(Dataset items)
>>>>

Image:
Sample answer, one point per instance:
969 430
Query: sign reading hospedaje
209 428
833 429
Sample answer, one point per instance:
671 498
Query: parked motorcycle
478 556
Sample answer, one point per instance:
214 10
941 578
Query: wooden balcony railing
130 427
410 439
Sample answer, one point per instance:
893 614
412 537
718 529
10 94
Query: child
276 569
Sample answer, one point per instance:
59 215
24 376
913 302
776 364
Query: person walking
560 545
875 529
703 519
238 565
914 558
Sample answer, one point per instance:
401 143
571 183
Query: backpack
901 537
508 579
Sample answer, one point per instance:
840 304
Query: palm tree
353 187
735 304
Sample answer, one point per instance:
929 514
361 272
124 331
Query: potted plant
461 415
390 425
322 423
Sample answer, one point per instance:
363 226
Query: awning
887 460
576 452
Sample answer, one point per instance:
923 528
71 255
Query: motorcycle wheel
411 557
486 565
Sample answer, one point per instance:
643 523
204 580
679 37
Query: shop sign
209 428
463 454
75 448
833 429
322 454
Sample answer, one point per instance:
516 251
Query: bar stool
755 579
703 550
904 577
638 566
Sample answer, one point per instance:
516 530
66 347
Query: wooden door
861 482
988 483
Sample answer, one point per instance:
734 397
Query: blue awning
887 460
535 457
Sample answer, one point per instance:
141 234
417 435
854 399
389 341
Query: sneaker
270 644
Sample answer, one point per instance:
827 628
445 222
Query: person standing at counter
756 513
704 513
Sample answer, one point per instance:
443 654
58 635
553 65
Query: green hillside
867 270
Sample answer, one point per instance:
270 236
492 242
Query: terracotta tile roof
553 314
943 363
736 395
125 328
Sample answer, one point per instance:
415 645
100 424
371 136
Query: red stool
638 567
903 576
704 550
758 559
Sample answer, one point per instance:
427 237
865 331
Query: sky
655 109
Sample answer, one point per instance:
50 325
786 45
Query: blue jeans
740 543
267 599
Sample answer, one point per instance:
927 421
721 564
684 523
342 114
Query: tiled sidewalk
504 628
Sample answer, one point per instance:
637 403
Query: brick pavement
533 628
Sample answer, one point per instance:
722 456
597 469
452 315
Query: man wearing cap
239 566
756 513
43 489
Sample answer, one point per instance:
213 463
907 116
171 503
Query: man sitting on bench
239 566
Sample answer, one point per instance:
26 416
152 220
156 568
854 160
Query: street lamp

<<<<

Activity: Repeat the data precisely, line by line.

Expected answer:
Image:
Sample answer, one point per instance:
969 430
Query: sign reading hospedaje
209 428
833 429
Sample answer, one point per instance:
671 498
Query: parked motorcycle
478 556
Sample answer, one point per instance:
214 10
941 578
Query: wooden balcony railing
130 427
410 439
Sample answer, one point per instance:
893 614
412 537
718 529
10 94
Query: child
276 569
Sample answer, one point per instance:
59 215
24 376
913 302
776 364
Query: person walking
560 545
875 529
703 519
238 565
914 558
Sample answer, one point per instance:
401 143
571 183
Query: backpack
901 537
508 579
Sample answer, one point per instance:
840 304
Query: palm tree
353 187
735 304
Sample answer, one point per instance:
929 514
361 272
124 331
Query: potted plant
461 415
390 425
322 423
Sample answer, one point per instance:
363 226
Query: awning
887 460
576 452
Sample answer, one point per instance:
923 528
71 255
Query: motorcycle wheel
411 557
486 565
Sample answer, one point per instance:
643 523
204 580
679 37
Query: shop sign
209 428
463 454
75 448
833 429
322 454
Sample answer, one point per instance:
516 251
Query: bar stool
755 579
703 550
904 577
638 566
Sample answer, one point per instance:
516 530
66 347
Query: wooden door
861 482
988 483
Sample answer, one point per instance:
734 397
Query: blue awning
887 460
535 457
Sample answer, one point per instance:
141 234
417 435
854 399
389 341
Query: sneaker
270 644
Sample answer, one point per instance:
827 628
445 222
Query: person standing at counter
756 513
704 513
Sample answer, one point per instance:
443 654
58 635
553 65
Query: green hillside
867 270
Sample answer, one point per instance:
270 236
492 242
Query: terracotta tile roof
553 314
943 363
736 395
125 328
Sample answer, one point per instance:
415 645
100 424
371 136
Query: red stool
638 567
903 576
704 550
758 559
Sample answer, one point per instance:
427 237
865 331
Query: sky
655 109
Sample answer, one point per instance:
50 325
786 45
Query: blue jeans
740 543
267 599
Sample answer, one point per instance:
927 421
721 564
684 523
342 114
Query: tiled sidewalk
504 628
Sample answer, one point per instance:
637 403
Query: brick pavement
533 628
Sample answer, one point per instance:
722 456
597 469
452 315
Query: man wearing cap
239 566
756 513
43 489
Sample answer, one point per instance:
213 463
907 116
171 503
Query: man sitting on bench
239 566
Sample answer, one point per instance:
26 416
152 220
156 568
854 160
Query: street lamp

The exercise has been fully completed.